• Aim of the task
Count the lines of the material below that contain the string "vent". Reply with the number alone.

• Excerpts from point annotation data
┌──

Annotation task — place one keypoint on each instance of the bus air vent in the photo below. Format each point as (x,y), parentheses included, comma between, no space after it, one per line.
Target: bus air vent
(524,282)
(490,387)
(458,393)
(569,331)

└──

• Response to this task
2